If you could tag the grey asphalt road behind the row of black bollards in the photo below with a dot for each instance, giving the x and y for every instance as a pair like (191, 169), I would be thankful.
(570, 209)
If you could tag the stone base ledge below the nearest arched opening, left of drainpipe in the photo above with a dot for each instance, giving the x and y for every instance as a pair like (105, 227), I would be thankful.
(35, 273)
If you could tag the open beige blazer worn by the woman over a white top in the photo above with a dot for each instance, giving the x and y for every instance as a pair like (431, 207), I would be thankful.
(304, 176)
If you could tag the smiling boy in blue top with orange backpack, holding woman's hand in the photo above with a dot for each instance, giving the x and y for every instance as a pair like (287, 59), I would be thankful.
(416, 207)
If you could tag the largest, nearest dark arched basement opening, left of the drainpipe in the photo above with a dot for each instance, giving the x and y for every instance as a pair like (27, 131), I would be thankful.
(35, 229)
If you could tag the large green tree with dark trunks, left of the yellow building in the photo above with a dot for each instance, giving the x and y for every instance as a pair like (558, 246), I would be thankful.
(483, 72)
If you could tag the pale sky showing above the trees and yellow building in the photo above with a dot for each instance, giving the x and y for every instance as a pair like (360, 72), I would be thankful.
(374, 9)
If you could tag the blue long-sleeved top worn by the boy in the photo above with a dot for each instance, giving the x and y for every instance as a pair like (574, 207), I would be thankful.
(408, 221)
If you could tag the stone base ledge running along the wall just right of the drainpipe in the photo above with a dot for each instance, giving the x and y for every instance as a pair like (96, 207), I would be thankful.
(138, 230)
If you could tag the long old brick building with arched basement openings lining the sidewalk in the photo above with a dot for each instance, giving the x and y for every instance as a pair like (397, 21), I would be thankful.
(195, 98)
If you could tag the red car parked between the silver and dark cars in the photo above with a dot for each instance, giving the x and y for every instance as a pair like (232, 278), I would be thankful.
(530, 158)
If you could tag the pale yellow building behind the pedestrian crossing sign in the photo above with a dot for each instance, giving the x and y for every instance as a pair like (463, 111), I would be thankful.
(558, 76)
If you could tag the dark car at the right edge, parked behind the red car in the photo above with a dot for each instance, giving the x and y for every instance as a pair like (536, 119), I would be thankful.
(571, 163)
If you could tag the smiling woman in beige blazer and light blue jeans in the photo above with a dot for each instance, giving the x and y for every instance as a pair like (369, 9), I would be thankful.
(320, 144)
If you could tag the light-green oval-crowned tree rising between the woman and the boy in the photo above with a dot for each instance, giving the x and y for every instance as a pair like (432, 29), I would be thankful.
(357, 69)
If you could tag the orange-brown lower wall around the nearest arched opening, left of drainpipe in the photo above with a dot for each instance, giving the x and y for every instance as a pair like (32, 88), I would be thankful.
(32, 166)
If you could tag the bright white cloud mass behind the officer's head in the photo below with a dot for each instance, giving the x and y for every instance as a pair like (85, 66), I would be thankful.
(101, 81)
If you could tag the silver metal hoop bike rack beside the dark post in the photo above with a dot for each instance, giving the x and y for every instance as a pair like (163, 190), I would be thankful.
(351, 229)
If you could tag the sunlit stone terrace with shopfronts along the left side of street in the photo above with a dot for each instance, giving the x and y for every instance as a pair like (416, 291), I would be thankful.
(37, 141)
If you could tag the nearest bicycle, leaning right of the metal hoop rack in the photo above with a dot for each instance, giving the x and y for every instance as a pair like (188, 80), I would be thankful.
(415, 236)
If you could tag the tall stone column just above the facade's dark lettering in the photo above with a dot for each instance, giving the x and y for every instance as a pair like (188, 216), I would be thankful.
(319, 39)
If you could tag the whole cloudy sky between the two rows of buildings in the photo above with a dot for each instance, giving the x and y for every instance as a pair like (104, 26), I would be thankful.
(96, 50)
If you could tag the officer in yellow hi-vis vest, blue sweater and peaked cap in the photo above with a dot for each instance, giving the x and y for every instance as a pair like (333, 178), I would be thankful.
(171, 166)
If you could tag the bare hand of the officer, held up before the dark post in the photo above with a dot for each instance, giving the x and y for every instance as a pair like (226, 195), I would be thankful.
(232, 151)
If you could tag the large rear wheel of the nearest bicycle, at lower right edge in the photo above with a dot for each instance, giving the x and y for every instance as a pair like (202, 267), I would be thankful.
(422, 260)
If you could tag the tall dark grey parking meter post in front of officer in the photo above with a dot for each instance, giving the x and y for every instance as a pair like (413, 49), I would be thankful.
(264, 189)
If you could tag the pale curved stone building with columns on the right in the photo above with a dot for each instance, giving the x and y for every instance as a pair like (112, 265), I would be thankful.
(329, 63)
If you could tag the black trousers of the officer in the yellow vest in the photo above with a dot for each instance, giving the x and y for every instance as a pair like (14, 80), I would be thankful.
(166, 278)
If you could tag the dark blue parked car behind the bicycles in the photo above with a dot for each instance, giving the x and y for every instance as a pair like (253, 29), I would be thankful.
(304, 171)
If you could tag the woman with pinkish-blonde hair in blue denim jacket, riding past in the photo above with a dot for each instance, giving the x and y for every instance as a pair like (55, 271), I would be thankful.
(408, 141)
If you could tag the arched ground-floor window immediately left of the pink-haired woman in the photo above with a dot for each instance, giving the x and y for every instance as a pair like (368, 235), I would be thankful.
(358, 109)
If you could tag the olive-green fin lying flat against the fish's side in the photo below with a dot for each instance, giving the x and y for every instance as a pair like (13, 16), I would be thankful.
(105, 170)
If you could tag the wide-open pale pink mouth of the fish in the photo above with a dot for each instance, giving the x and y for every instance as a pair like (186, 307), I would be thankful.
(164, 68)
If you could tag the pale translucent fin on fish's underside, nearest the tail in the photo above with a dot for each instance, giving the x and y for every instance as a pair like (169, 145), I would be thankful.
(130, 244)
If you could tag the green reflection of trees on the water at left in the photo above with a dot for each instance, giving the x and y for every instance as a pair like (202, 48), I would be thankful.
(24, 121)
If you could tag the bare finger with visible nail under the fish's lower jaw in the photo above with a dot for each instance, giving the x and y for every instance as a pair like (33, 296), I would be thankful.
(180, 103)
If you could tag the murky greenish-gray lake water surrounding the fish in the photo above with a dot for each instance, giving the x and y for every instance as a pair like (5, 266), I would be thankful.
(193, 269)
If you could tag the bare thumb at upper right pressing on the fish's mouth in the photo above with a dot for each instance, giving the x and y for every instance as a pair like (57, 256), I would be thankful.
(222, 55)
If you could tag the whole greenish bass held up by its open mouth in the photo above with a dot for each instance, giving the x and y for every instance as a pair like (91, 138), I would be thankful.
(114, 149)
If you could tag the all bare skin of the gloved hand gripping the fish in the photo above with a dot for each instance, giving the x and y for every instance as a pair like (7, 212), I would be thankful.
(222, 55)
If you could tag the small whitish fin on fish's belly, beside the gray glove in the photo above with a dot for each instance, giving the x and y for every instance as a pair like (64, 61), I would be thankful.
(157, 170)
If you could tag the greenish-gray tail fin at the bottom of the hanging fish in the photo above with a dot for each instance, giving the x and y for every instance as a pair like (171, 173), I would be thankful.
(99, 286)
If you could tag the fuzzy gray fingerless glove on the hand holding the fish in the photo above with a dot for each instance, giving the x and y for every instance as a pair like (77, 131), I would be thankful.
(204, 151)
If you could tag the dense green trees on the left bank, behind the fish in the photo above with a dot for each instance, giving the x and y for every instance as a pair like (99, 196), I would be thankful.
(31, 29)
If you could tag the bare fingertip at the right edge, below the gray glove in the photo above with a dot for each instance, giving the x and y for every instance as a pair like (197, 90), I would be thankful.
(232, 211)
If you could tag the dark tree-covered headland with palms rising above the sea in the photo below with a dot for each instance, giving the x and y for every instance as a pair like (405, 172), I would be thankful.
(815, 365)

THE PROBLEM:
An exact copy of every record is needed, so retype them all.

WRITTEN REPLY:
If you could tag the grey asphalt road behind the row of black bollards in the photo below with a dot for each instance, giving the x and y for every instance as a pair like (191, 169), I would be thankful.
(570, 209)
If you could tag the stone base ledge below the nearest arched opening, left of drainpipe in the photo above with a dot for each instance, giving the x and y for every instance as a pair like (105, 227), I would be thankful.
(35, 273)
If you could tag the open beige blazer worn by the woman over a white top in the photo above with a dot for each instance, giving the x and y for every instance as a pair like (431, 207), I would be thankful.
(304, 176)
If you could tag the smiling boy in blue top with orange backpack, holding woman's hand in the photo above with a dot for each instance, giving the x and y for every instance as a pair like (287, 59), I would be thankful.
(416, 207)
If you could tag the largest, nearest dark arched basement opening, left of the drainpipe in the photo above with a dot for each instance, giving the x and y for every instance as a pair like (27, 131), I would be thankful.
(35, 229)
If you could tag the large green tree with dark trunks, left of the yellow building in the photo above with a dot for each instance, giving the x and y for every instance as a pair like (558, 246), I would be thankful.
(483, 72)
If you could tag the pale sky showing above the trees and yellow building in the photo above with a dot for each instance, giving the x and y for every instance as a pair like (360, 72), I would be thankful.
(374, 9)
If you could tag the blue long-sleeved top worn by the boy in the photo above with a dot for each instance, giving the x and y for every instance as a pair like (574, 207), I would be thankful.
(408, 221)
If you could tag the stone base ledge running along the wall just right of the drainpipe in the photo above with a dot for each instance, giving the x and y for every instance as a pair like (96, 207), I would be thankful.
(138, 230)
If you could tag the long old brick building with arched basement openings lining the sidewalk in the photo above with a dot for each instance, giving the x and y for every instance as a pair like (397, 21), I would be thankful.
(195, 98)
If you could tag the red car parked between the silver and dark cars in the photo above with a dot for each instance, giving the x and y for every instance as a pair like (232, 278), I would be thankful.
(530, 158)
If you could tag the pale yellow building behind the pedestrian crossing sign in the photo above with a dot for each instance, giving the x and y for every instance as a pair like (463, 111), I would be thankful.
(558, 76)
If you could tag the dark car at the right edge, parked behind the red car in the photo above with a dot for each instance, giving the x and y for every instance as a pair like (536, 119), I would be thankful.
(571, 163)
If you could tag the smiling woman in beige blazer and light blue jeans in the photo above with a dot for each instance, giving the x and y for every instance as a pair like (369, 9), I would be thankful.
(320, 144)
If you could tag the light-green oval-crowned tree rising between the woman and the boy in the photo above with a dot for each instance, giving the x and y for every instance as a pair like (432, 29), I would be thankful.
(357, 69)
If you could tag the orange-brown lower wall around the nearest arched opening, left of drainpipe in the photo above with a dot for each instance, giving the x and y for every instance as a pair like (32, 88), I would be thankful.
(32, 166)
If you could tag the bright white cloud mass behind the officer's head in the photo below with a dot for each instance, giving the x and y for every instance as a pair like (85, 66), I would be thankful.
(101, 81)
If you could tag the silver metal hoop bike rack beside the dark post in the photo above with a dot for each instance, giving the x and y for every instance as a pair like (163, 190), I would be thankful.
(351, 229)
If you could tag the sunlit stone terrace with shopfronts along the left side of street in the photo above with a dot for each instance, giving the x and y for every instance as a pair like (416, 291), I would be thankful.
(37, 141)
If you could tag the nearest bicycle, leaning right of the metal hoop rack in the photo above with a dot for each instance, giving the x and y for every instance as a pair like (188, 80), I would be thankful.
(415, 236)
If you could tag the tall stone column just above the facade's dark lettering in the photo above with a dot for each instance, giving the x and y for every instance as a pair like (188, 216), I would be thankful.
(319, 39)
If you could tag the whole cloudy sky between the two rows of buildings in the photo above with a dot for each instance, giving the x and y for every instance as a pair like (104, 26), I would be thankful.
(96, 50)
If you could tag the officer in yellow hi-vis vest, blue sweater and peaked cap in the photo above with a dot for each instance, giving the x and y for every instance as a pair like (333, 178), I would be thankful.
(171, 166)
If you could tag the bare hand of the officer, held up before the dark post in the photo above with a dot for each instance, giving the x and y for every instance as a pair like (226, 195), I would be thankful.
(232, 151)
If you could tag the large rear wheel of the nearest bicycle, at lower right edge in the photo above with a dot for each instance, giving the x and y for every instance as a pair like (202, 267), I would be thankful.
(422, 260)
If you could tag the tall dark grey parking meter post in front of officer in the photo above with a dot for each instance, giving the x and y for every instance as a pair like (413, 49), I would be thankful.
(264, 189)
If you could tag the pale curved stone building with columns on the right in the photo above with a dot for each instance, giving the x and y for every instance as a pair like (112, 265), I would be thankful.
(329, 63)
If you could tag the black trousers of the officer in the yellow vest in the photo above with a dot for each instance, giving the x and y for every instance as a pair like (14, 80), I would be thankful.
(166, 278)
If you could tag the dark blue parked car behind the bicycles in the photo above with a dot for each instance, giving the x and y for every instance as a pair like (253, 29), I would be thankful.
(304, 171)
If you could tag the woman with pinkish-blonde hair in blue denim jacket, riding past in the photo above with a dot for each instance, giving the x and y for every instance as a pair like (55, 271), I would be thankful.
(408, 141)
If you could tag the arched ground-floor window immediately left of the pink-haired woman in the photo above with a dot for each instance, giving the x and y for every instance as a pair like (368, 235), I would be thankful.
(358, 109)
If you could tag the olive-green fin lying flat against the fish's side in the photo below with a dot for each instance, giving the x and y for every instance as a pair like (13, 16), I would be thankful.
(105, 170)
If you could tag the wide-open pale pink mouth of the fish in the photo above with a dot for each instance, giving the x and y for every instance as a pair like (186, 307), I would be thankful.
(164, 68)
If you could tag the pale translucent fin on fish's underside, nearest the tail in the photo above with a dot for each instance, giving the x and y for every instance as a pair like (169, 145), I would be thankful.
(130, 244)
If you could tag the green reflection of trees on the water at left in the photo above with a dot for each instance, giving the x and y for every instance as a pair like (202, 48), I would be thankful.
(24, 121)
If you could tag the bare finger with visible nail under the fish's lower jaw in the photo above with a dot for each instance, giving the x and y for every instance as a pair like (33, 296), I would be thankful.
(180, 103)
If you could tag the murky greenish-gray lake water surrounding the fish in the photo above with a dot for each instance, giving the x and y for every instance as a pair like (5, 266), I would be thankful.
(193, 269)
If you could tag the bare thumb at upper right pressing on the fish's mouth in the photo above with a dot for each instance, giving the x and y for every instance as a pair like (57, 256), I would be thankful.
(222, 55)
If you could tag the whole greenish bass held up by its open mouth in the photo above with a dot for each instance, giving the x and y for every instance as a pair like (91, 138), I would be thankful.
(114, 149)
If you could tag the all bare skin of the gloved hand gripping the fish in the photo above with a dot for each instance, giving the x and y for every instance as a pair like (7, 212), I would be thankful.
(222, 55)
If you could tag the small whitish fin on fish's belly, beside the gray glove in the photo above with a dot for each instance, giving the x and y for every instance as a pair like (64, 61), I would be thankful.
(157, 170)
If you could tag the greenish-gray tail fin at the bottom of the hanging fish in the photo above with a dot for each instance, giving the x and y for every instance as a pair like (171, 173), I would be thankful.
(99, 286)
If you could tag the fuzzy gray fingerless glove on the hand holding the fish in the photo above with a dot for each instance, giving the x and y for every instance as a pair like (77, 131), I would be thankful.
(204, 151)
If you could tag the dense green trees on the left bank, behind the fish in the photo above with a dot for each instance, giving the x and y for every instance as a pair like (99, 196), I would be thankful.
(31, 29)
If you could tag the bare fingertip at the right edge, below the gray glove in the photo above with a dot for each instance, giving the x and y for every instance as a pair like (197, 90), I would be thankful.
(232, 211)
If you could tag the dark tree-covered headland with palms rising above the sea in the photo below with a dot for each instance, giving the x and y for every instance as a pair like (405, 172), I would be thankful.
(815, 365)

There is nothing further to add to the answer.